Referring expression data>

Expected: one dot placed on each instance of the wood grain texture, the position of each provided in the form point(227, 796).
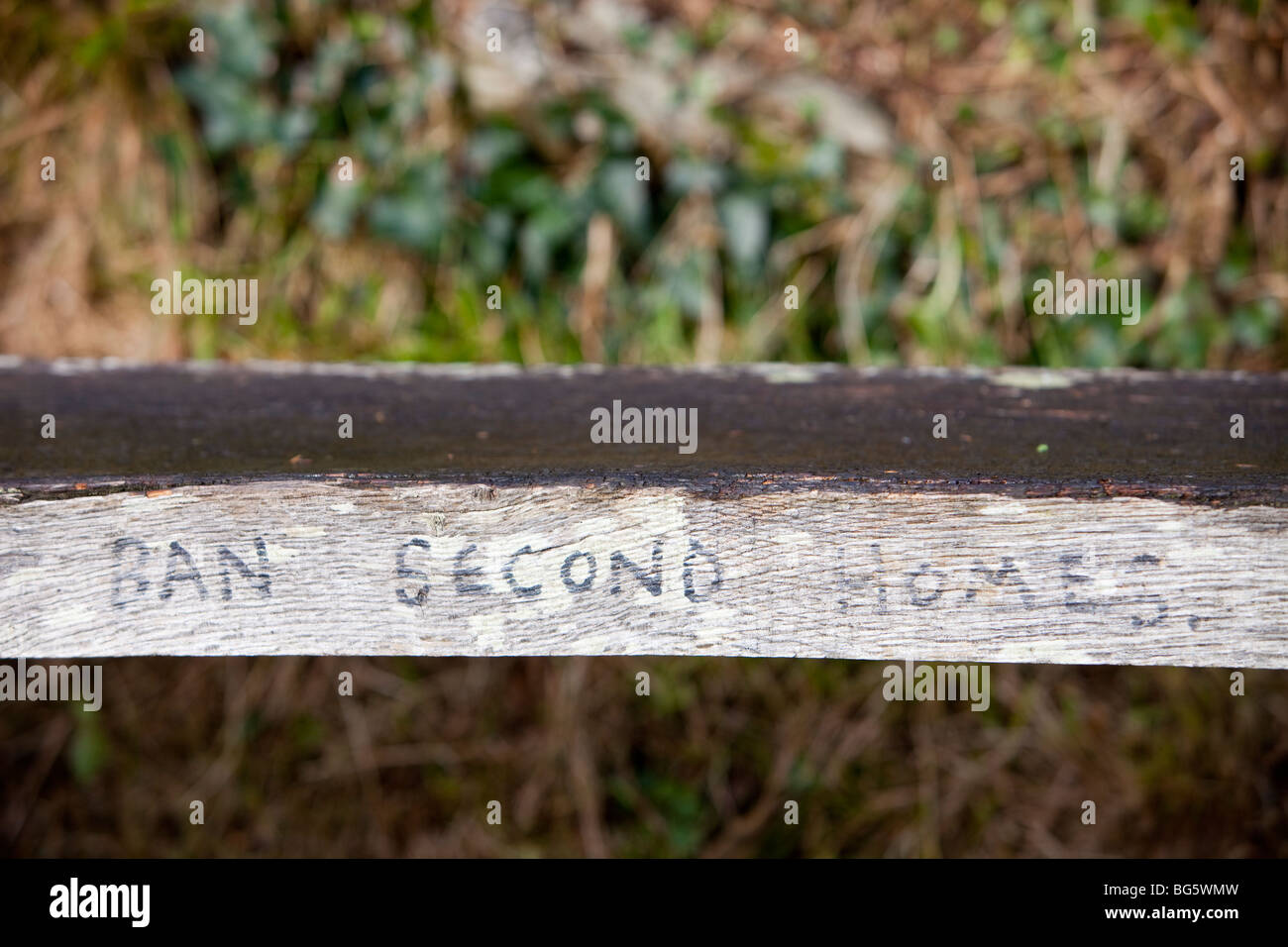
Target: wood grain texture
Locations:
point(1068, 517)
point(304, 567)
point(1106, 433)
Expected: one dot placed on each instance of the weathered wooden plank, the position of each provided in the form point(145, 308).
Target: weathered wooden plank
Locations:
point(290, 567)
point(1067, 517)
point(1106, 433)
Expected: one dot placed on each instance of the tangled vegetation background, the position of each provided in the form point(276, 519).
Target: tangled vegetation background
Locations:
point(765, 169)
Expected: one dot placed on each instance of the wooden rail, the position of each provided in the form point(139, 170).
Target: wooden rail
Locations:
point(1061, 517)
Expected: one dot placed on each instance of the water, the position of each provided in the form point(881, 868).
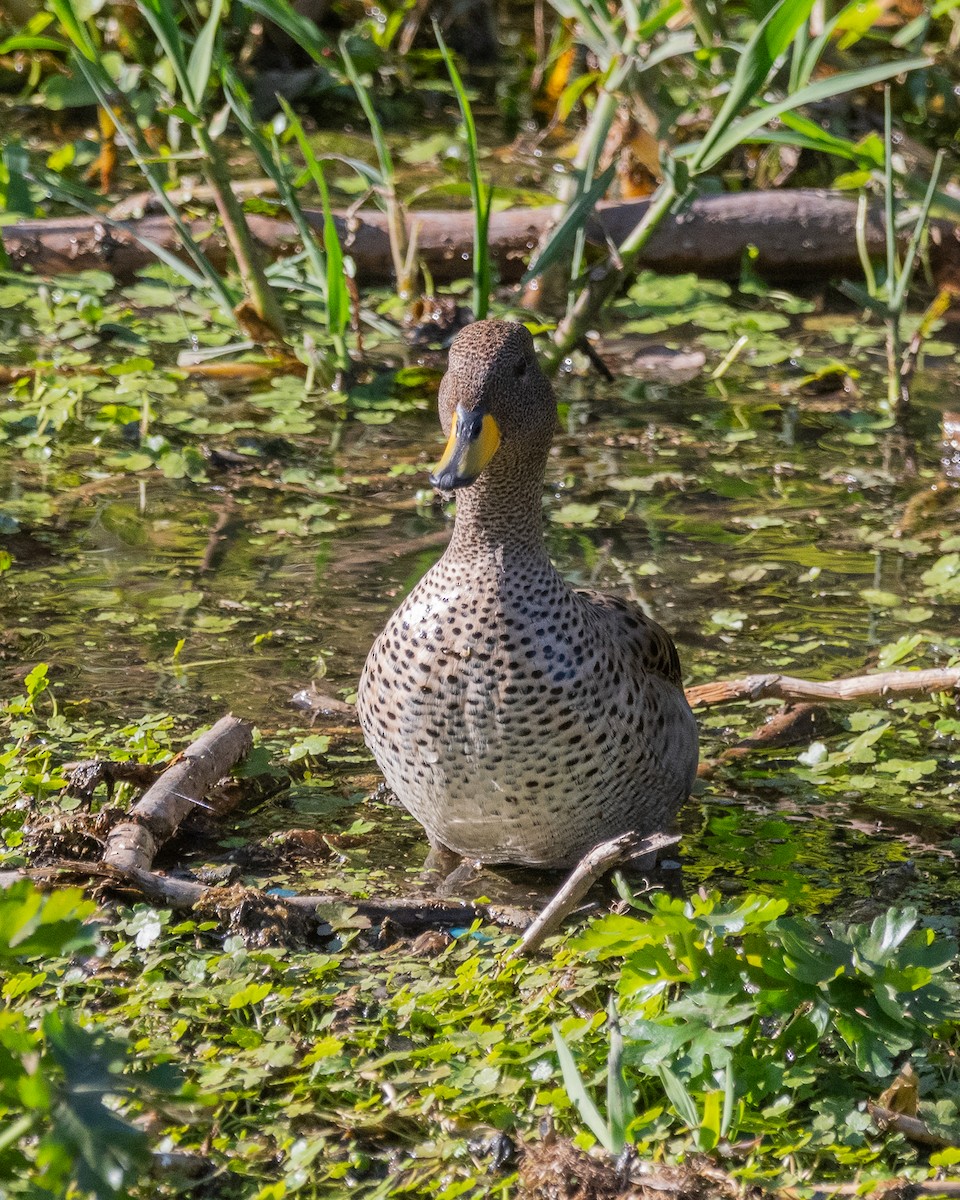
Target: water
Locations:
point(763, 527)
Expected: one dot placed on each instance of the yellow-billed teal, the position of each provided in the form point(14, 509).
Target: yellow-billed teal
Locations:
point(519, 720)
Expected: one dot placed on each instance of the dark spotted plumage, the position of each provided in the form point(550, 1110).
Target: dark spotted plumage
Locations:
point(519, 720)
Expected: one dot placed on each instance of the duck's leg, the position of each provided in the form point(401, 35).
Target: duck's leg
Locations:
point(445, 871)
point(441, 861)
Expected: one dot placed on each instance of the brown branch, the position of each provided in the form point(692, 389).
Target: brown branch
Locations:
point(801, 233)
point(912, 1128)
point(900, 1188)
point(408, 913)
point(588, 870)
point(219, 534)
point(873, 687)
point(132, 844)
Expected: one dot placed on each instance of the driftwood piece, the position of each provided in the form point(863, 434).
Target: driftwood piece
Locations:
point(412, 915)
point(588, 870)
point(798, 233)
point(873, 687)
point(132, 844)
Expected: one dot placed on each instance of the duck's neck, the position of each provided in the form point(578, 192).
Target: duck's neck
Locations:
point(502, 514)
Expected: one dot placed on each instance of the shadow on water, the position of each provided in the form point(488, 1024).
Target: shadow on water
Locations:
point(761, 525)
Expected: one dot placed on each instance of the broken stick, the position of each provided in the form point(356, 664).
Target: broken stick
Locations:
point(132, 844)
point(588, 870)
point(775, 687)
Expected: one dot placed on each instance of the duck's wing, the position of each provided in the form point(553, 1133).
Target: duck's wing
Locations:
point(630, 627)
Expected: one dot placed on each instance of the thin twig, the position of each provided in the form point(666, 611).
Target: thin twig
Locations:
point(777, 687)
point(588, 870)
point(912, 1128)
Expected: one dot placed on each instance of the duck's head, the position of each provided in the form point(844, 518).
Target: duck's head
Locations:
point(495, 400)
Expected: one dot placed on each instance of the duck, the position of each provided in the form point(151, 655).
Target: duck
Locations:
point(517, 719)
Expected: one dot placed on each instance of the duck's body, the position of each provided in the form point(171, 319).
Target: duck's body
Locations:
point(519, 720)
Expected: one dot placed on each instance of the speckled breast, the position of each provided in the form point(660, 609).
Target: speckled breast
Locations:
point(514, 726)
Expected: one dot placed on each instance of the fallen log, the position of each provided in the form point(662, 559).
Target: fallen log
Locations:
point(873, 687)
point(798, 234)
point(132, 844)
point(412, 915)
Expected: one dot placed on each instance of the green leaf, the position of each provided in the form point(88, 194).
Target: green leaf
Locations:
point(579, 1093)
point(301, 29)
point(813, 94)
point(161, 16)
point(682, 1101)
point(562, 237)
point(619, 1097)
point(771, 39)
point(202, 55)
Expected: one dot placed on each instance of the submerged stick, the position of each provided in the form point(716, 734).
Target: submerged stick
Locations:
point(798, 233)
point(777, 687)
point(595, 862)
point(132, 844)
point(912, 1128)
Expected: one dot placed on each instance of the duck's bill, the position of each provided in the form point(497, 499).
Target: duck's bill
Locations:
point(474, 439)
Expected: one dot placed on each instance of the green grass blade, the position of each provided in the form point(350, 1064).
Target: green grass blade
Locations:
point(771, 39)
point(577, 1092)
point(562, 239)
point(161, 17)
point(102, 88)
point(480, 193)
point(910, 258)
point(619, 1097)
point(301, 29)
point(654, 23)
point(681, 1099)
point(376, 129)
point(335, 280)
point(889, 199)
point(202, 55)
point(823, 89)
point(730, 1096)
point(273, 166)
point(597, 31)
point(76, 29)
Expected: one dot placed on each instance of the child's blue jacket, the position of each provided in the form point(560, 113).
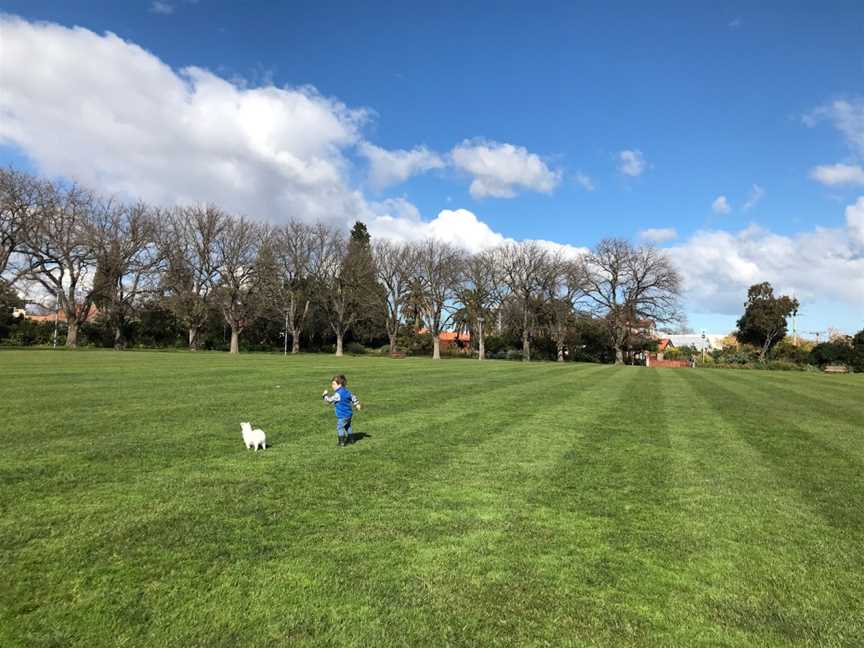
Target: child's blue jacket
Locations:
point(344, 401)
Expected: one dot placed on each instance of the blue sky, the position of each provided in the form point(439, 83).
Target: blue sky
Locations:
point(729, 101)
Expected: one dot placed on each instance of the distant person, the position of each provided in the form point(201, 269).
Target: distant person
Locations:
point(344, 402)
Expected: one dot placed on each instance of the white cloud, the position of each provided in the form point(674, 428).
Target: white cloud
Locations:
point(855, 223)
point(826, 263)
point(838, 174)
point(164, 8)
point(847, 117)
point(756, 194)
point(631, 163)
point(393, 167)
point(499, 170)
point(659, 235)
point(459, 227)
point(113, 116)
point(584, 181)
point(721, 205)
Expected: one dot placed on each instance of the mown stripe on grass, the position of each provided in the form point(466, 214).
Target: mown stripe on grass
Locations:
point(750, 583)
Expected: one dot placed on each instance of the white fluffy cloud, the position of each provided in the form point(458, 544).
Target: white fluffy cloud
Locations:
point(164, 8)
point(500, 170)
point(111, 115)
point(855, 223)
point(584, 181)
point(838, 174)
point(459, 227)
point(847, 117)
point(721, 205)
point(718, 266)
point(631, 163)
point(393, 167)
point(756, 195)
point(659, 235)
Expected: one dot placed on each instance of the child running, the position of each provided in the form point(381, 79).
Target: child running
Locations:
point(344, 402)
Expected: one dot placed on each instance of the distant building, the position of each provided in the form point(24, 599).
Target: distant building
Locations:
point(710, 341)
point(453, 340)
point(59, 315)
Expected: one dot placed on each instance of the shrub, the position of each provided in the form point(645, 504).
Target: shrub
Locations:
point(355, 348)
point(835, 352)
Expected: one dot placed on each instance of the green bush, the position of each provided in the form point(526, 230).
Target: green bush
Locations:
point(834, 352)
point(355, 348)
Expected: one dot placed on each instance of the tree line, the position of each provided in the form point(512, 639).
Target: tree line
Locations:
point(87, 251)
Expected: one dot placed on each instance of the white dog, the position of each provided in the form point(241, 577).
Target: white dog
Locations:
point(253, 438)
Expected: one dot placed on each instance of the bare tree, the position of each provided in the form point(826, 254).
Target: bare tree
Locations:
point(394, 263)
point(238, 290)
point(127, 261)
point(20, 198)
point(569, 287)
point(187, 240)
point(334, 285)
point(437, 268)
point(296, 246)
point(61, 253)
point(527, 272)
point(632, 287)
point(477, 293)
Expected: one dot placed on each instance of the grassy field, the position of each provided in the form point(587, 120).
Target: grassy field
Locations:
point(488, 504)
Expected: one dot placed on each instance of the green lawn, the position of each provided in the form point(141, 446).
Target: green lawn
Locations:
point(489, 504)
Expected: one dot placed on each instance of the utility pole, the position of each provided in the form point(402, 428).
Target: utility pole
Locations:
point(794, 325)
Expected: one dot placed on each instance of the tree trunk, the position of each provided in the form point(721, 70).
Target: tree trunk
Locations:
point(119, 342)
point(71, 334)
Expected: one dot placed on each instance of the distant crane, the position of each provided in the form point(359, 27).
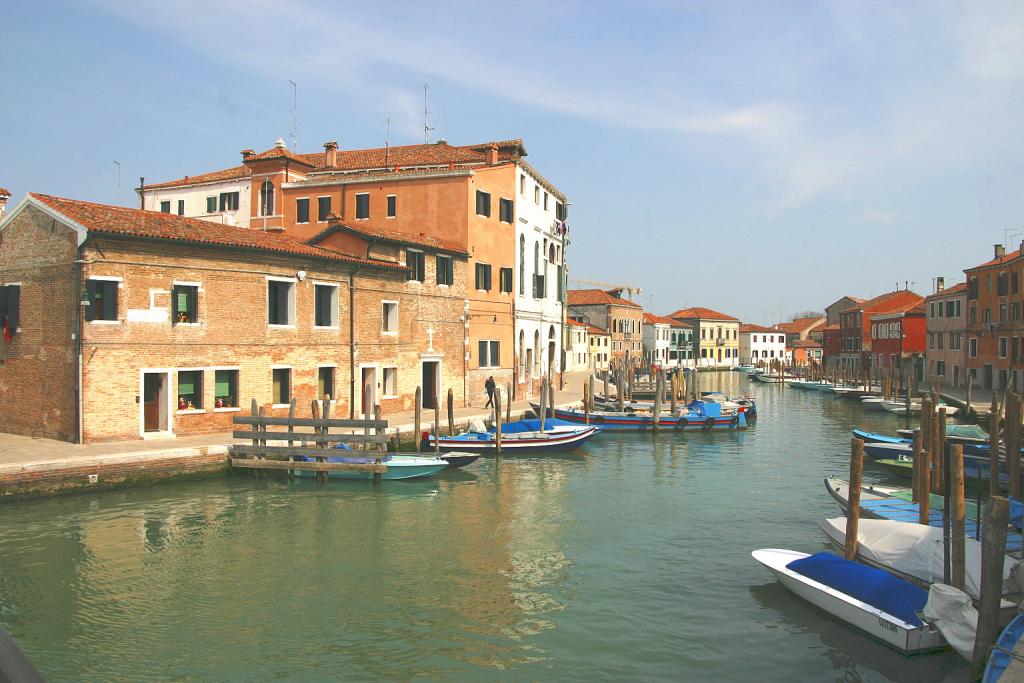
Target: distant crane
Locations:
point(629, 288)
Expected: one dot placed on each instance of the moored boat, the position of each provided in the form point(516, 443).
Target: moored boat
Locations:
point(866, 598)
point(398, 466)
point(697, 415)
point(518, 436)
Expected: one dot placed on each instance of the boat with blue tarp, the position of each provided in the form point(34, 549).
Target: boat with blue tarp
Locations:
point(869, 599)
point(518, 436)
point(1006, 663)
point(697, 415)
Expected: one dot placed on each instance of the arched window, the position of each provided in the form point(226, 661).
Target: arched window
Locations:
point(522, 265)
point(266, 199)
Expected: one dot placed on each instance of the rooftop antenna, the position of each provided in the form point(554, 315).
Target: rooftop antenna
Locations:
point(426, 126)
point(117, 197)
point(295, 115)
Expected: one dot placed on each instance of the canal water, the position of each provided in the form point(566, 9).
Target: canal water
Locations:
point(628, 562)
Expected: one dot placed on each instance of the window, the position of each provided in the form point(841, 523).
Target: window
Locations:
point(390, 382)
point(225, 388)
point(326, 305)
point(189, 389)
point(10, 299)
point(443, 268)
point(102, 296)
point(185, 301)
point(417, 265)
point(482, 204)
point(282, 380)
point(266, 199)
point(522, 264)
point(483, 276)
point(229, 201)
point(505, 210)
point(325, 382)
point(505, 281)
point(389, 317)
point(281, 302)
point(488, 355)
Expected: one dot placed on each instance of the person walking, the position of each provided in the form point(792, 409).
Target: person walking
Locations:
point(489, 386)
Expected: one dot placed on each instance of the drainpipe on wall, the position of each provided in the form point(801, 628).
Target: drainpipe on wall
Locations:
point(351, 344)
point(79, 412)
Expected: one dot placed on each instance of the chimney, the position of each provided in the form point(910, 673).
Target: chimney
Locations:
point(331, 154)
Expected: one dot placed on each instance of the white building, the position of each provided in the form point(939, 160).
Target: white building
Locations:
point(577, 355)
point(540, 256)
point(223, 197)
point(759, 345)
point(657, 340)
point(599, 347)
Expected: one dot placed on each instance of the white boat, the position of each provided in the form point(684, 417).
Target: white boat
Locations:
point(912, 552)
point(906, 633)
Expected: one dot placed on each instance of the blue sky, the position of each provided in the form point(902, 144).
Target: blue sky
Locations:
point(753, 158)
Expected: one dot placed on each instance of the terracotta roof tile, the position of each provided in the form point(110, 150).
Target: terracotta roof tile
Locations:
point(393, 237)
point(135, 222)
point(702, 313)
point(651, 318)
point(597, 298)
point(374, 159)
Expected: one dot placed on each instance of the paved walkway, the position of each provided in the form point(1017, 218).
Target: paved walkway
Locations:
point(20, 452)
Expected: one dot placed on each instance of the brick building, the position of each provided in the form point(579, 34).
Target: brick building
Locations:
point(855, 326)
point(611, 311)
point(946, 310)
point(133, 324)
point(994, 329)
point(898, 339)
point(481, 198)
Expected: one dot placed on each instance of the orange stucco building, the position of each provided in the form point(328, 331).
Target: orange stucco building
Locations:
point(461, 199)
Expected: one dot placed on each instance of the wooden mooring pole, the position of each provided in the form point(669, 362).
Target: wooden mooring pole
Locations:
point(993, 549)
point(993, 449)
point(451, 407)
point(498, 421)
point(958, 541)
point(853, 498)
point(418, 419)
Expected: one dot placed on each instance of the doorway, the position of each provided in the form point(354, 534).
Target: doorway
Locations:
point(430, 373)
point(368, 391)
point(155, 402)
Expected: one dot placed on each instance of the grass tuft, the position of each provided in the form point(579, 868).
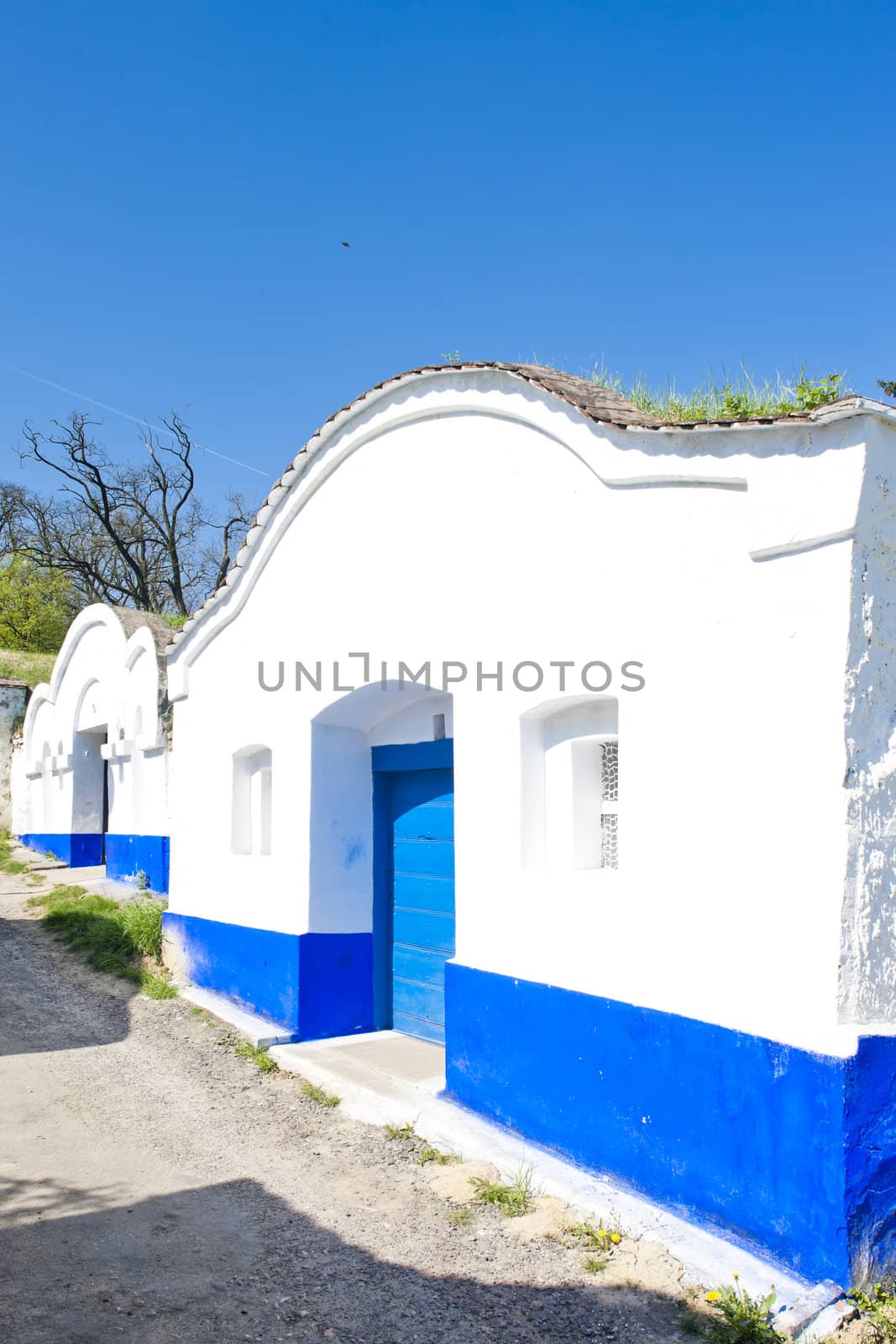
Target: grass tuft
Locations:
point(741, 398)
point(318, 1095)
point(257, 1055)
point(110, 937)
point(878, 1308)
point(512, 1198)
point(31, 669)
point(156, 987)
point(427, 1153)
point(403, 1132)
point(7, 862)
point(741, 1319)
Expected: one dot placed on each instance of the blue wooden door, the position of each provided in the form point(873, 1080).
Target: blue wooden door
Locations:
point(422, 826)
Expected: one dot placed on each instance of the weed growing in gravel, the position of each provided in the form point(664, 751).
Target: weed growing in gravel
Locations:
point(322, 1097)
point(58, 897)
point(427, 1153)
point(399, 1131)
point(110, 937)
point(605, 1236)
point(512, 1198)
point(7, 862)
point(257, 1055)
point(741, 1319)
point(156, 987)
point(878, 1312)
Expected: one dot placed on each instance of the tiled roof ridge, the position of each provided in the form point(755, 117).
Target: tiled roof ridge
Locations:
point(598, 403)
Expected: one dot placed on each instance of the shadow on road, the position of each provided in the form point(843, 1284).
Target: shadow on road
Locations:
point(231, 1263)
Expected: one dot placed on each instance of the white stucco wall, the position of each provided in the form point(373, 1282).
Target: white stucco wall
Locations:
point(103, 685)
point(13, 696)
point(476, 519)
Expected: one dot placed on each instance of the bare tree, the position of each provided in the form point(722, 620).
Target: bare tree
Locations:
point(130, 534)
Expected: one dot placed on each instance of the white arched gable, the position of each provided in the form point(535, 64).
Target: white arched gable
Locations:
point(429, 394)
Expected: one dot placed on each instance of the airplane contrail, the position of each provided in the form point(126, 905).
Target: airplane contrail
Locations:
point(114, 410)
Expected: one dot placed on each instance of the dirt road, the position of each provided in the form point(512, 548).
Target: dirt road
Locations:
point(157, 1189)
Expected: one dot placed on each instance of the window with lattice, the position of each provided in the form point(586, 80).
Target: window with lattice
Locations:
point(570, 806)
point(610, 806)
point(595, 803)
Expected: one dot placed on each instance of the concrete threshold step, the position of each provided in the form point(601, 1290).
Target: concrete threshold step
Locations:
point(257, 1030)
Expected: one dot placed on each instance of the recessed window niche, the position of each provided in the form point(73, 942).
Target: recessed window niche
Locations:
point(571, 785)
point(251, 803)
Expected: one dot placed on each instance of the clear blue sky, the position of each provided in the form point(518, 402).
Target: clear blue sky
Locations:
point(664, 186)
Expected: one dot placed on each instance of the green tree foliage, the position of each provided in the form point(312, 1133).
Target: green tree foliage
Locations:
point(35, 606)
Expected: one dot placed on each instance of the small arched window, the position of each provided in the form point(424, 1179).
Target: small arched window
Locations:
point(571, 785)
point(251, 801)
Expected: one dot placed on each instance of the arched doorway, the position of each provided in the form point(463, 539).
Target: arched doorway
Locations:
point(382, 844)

ABOUT THIS TASK>
If a line contains the string "stucco", it counts toward the total; state that total for the records above and nothing more.

ANSWER BELOW>
4